-- start of Materials provided --
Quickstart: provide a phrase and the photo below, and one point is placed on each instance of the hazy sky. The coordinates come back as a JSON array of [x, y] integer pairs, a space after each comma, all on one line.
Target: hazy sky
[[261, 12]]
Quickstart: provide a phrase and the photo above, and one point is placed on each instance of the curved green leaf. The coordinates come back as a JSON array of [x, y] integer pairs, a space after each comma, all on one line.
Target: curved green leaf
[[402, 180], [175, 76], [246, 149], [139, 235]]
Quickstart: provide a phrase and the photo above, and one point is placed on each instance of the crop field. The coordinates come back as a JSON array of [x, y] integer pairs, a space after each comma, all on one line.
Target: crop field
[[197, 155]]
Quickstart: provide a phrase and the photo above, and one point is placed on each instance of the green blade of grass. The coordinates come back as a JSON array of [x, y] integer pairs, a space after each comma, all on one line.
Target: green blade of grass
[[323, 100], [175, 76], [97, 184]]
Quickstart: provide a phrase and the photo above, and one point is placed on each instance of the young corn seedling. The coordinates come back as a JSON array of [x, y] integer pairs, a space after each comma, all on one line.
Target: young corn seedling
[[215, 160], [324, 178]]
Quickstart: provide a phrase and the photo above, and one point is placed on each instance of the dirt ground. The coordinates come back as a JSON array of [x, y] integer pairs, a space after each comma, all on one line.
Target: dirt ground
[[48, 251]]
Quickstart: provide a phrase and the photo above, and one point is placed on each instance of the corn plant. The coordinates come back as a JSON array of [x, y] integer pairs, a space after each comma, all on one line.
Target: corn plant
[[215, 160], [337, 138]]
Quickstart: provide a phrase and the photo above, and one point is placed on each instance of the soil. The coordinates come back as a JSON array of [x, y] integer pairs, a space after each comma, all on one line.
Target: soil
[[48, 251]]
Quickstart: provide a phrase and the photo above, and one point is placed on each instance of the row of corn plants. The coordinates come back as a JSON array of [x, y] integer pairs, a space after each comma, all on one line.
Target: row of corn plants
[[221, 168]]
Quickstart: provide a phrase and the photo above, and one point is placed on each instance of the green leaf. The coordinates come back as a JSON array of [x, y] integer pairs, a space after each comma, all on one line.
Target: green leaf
-- end of Materials provided --
* What you are asked to do
Your task is to retype all the records above with nothing left out.

* Finished answer
Quickstart: provide a phrase and the photo below, and one point is placed on each instance of the hazy sky. The coordinates come back as a JSON array of [x, y] integer pairs, a space after each comma, all on one line.
Target: hazy sky
[[261, 12]]
Quickstart: provide a phrase and the photo above, and one point is placed on each instance of the curved green leaf. The coordinates come back as a JSON array of [x, y] integer pairs, a space after each comma, all on one line.
Target: curved green leaf
[[402, 180], [175, 76], [246, 149], [139, 235]]
Quickstart: provide a phrase and the photo above, and one point is placed on each instance of the crop field. The coordinates come back as a JSON array of [x, y] integer pairs, a space after each comma, all on one line.
Target: crop field
[[197, 155]]
Quickstart: provide a phrase and the photo above, and one point is placed on each instance of the green blade of grass. The coordinates come back as a JSON array of [x, y] integer pairs, a space after each comma, all on one line.
Target: green blade of grass
[[323, 100], [175, 76], [97, 184]]
Quickstart: provide a phrase and the photo above, and one point is placed on each instance of the young corn seedling. The coordinates come back as a JSON array of [x, y] integer pairs, a space after each comma, all on one line.
Target: young corn seedling
[[215, 160], [324, 178]]
Quickstart: provide a phrase and the photo above, and one point is placed on each instance of the dirt ground. The coordinates come back as a JSON array of [x, y] integer pairs, a space after each comma, all on one line.
Target: dirt ground
[[48, 251]]
Quickstart: provide a phrase and the photo above, and one point is placed on each instance of the corn plant. The coordinates come back as a JSON array of [x, y] integer pairs, a space after each comma, all on one line.
Target: corn plant
[[215, 160], [337, 138]]
Quickstart: provide a phrase and the photo above, and one point is placed on each instance of the soil. The coordinates come back as a JSON array of [x, y] integer pairs, a space after each comma, all on one line.
Target: soil
[[48, 251]]
Quickstart: provide a phrase and the photo above, and one point is placed on each instance of the row of corn plants. The coordinates come back as a JSON array of [x, y] integer pairs, a space after each comma, all on one line.
Target: row of corn plants
[[221, 168]]
Quickstart: provide a phrase and the photo above, and one point is placed on each instance of the green leaf. The coordinates come back as a JSON array of [x, y] integer pairs, a space after each comma, all on one line.
Target: green leaf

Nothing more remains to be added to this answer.